- [Data in this exercise]

□ □ □

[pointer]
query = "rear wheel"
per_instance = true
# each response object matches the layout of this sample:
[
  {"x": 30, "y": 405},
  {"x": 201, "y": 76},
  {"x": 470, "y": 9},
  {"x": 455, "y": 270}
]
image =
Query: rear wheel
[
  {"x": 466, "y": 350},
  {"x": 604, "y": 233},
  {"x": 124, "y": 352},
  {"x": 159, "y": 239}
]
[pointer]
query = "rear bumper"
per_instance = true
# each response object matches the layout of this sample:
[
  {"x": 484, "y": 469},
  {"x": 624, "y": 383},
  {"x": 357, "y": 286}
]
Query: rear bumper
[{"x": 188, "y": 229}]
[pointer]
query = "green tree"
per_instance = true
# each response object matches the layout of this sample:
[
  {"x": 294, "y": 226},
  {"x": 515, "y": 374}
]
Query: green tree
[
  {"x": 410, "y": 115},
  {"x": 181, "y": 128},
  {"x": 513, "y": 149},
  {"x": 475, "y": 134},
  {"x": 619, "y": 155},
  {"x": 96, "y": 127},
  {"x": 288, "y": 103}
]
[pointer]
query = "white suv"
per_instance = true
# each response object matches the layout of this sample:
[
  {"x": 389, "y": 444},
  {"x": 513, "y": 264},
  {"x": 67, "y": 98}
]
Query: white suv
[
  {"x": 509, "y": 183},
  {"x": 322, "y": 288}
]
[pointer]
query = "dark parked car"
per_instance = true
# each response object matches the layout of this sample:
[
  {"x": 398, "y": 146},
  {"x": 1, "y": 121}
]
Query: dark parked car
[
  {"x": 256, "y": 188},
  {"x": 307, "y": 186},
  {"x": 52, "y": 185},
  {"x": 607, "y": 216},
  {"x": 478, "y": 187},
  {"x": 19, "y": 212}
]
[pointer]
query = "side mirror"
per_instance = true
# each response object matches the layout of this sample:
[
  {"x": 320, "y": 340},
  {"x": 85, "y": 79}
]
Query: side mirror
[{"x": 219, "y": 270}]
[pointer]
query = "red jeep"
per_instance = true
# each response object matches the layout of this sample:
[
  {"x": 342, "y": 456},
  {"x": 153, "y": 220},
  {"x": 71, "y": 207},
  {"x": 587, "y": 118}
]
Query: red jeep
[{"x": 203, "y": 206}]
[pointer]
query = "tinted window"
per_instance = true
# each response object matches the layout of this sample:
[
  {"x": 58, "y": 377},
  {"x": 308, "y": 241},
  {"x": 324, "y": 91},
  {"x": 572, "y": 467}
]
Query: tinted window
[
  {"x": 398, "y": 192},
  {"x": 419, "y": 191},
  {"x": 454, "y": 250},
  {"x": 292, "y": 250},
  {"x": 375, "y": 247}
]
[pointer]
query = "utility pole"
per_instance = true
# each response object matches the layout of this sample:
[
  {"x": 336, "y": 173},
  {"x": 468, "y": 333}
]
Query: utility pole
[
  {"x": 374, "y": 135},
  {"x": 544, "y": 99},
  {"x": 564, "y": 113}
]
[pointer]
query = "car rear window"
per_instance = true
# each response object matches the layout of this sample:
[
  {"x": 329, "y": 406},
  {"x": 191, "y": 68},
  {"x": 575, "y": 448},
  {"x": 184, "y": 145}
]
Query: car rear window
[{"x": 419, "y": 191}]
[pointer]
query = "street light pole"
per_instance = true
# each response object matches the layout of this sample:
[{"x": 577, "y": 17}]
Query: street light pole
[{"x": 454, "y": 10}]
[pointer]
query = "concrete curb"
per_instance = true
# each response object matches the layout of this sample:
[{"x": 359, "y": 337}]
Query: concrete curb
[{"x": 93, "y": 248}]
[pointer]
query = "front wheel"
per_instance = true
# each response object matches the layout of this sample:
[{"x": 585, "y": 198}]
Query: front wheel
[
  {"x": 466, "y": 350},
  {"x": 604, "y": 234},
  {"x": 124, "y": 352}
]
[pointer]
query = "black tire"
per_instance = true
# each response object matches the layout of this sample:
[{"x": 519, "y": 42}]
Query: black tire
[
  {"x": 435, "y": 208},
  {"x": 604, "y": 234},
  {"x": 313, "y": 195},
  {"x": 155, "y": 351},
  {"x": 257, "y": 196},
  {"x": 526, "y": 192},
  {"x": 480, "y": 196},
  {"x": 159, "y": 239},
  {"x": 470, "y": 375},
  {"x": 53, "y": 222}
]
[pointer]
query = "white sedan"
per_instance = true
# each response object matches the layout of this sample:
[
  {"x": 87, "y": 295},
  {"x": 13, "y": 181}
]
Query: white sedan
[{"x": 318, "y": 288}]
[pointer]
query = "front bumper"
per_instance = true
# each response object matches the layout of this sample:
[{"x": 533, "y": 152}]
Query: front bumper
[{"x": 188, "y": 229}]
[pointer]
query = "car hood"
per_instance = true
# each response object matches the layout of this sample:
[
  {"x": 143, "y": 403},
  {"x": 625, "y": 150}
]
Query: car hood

□ □ □

- [Directions] Set down all of the records shown above once more, exactly.

- [Exercise solution]
[pointer]
query = "rear wheel"
per_instance = true
# each response object matches the layout of this sample:
[
  {"x": 30, "y": 405},
  {"x": 201, "y": 76},
  {"x": 470, "y": 9},
  {"x": 455, "y": 270}
]
image =
Query: rear wheel
[
  {"x": 466, "y": 350},
  {"x": 604, "y": 233},
  {"x": 124, "y": 352},
  {"x": 159, "y": 239}
]
[pointer]
query = "rear bumper"
per_instance = true
# each response object matches the layout of this sample:
[
  {"x": 484, "y": 469},
  {"x": 624, "y": 383},
  {"x": 357, "y": 286}
]
Query: rear bumper
[{"x": 188, "y": 229}]
[pointer]
query = "green tree"
per_instance = true
# each response object matches the layout of this sample:
[
  {"x": 294, "y": 226},
  {"x": 515, "y": 374}
]
Query: green tree
[
  {"x": 410, "y": 115},
  {"x": 181, "y": 128},
  {"x": 513, "y": 149},
  {"x": 475, "y": 134},
  {"x": 619, "y": 155},
  {"x": 96, "y": 127},
  {"x": 288, "y": 103}
]
[pointer]
query = "white suv"
per_instance = true
# each response object matches the layout of this sample:
[
  {"x": 389, "y": 444},
  {"x": 513, "y": 264},
  {"x": 67, "y": 98}
]
Query: white suv
[
  {"x": 509, "y": 183},
  {"x": 322, "y": 288}
]
[pointer]
query = "dark parked car"
per_instance = true
# each response object matches the layout of this sample:
[
  {"x": 398, "y": 146},
  {"x": 1, "y": 121}
]
Query: dark parked car
[
  {"x": 256, "y": 188},
  {"x": 307, "y": 186},
  {"x": 52, "y": 185},
  {"x": 607, "y": 216},
  {"x": 478, "y": 187},
  {"x": 19, "y": 212}
]
[pointer]
query = "side mirror"
per_instance = true
# each response object matches the layout of this sample:
[
  {"x": 320, "y": 340},
  {"x": 85, "y": 79}
]
Query: side mirror
[{"x": 219, "y": 270}]
[pointer]
query = "red jeep"
per_instance = true
# each response object matches the layout of this sample:
[
  {"x": 342, "y": 456},
  {"x": 153, "y": 220},
  {"x": 71, "y": 207},
  {"x": 587, "y": 118}
]
Query: red jeep
[{"x": 203, "y": 206}]
[pointer]
query = "tinted window"
per_instance = true
# each response object matches the layout of this sample:
[
  {"x": 58, "y": 377},
  {"x": 308, "y": 241},
  {"x": 324, "y": 91},
  {"x": 572, "y": 467}
]
Query: tinted window
[
  {"x": 398, "y": 192},
  {"x": 419, "y": 191},
  {"x": 454, "y": 250},
  {"x": 292, "y": 250},
  {"x": 375, "y": 247}
]
[pointer]
query = "utility pole"
per_instance = true
# each response object matches the layout of this sample:
[
  {"x": 336, "y": 173},
  {"x": 468, "y": 333}
]
Query: utility pole
[
  {"x": 374, "y": 135},
  {"x": 544, "y": 99},
  {"x": 564, "y": 113}
]
[pointer]
query = "car rear window"
per_instance = true
# each response object matches the layout of this sample:
[
  {"x": 329, "y": 406},
  {"x": 191, "y": 68},
  {"x": 575, "y": 448},
  {"x": 184, "y": 145}
]
Query: car rear window
[{"x": 419, "y": 191}]
[pointer]
query = "street light pole"
per_instance = true
# each response object matches the layout of this sample:
[{"x": 577, "y": 17}]
Query: street light pole
[{"x": 454, "y": 10}]
[pointer]
query = "concrete curb"
per_instance = true
# each response object matches the layout of this sample:
[{"x": 359, "y": 337}]
Query: concrete curb
[{"x": 93, "y": 248}]
[pointer]
query = "front wheel"
per_instance = true
# each response object matches the layout of this sample:
[{"x": 585, "y": 198}]
Query: front wheel
[
  {"x": 466, "y": 350},
  {"x": 604, "y": 234},
  {"x": 124, "y": 352}
]
[pointer]
query = "black tire"
per_instance = true
# each response object matches the layout of this sample:
[{"x": 519, "y": 42}]
Query: black tire
[
  {"x": 435, "y": 208},
  {"x": 604, "y": 234},
  {"x": 313, "y": 195},
  {"x": 155, "y": 351},
  {"x": 257, "y": 196},
  {"x": 526, "y": 192},
  {"x": 480, "y": 196},
  {"x": 159, "y": 239},
  {"x": 470, "y": 375},
  {"x": 53, "y": 222}
]
[pointer]
query = "white sedan"
per_instance = true
# each response object matches the layout of this sample:
[
  {"x": 87, "y": 295},
  {"x": 13, "y": 181}
]
Query: white sedan
[{"x": 318, "y": 288}]
[pointer]
query = "front bumper"
per_instance = true
# each response object matches the layout of this sample:
[{"x": 533, "y": 152}]
Query: front bumper
[{"x": 188, "y": 229}]
[pointer]
query = "car hood"
per_instance = true
# each response object matches the layout of this sample:
[
  {"x": 143, "y": 403},
  {"x": 625, "y": 150}
]
Query: car hood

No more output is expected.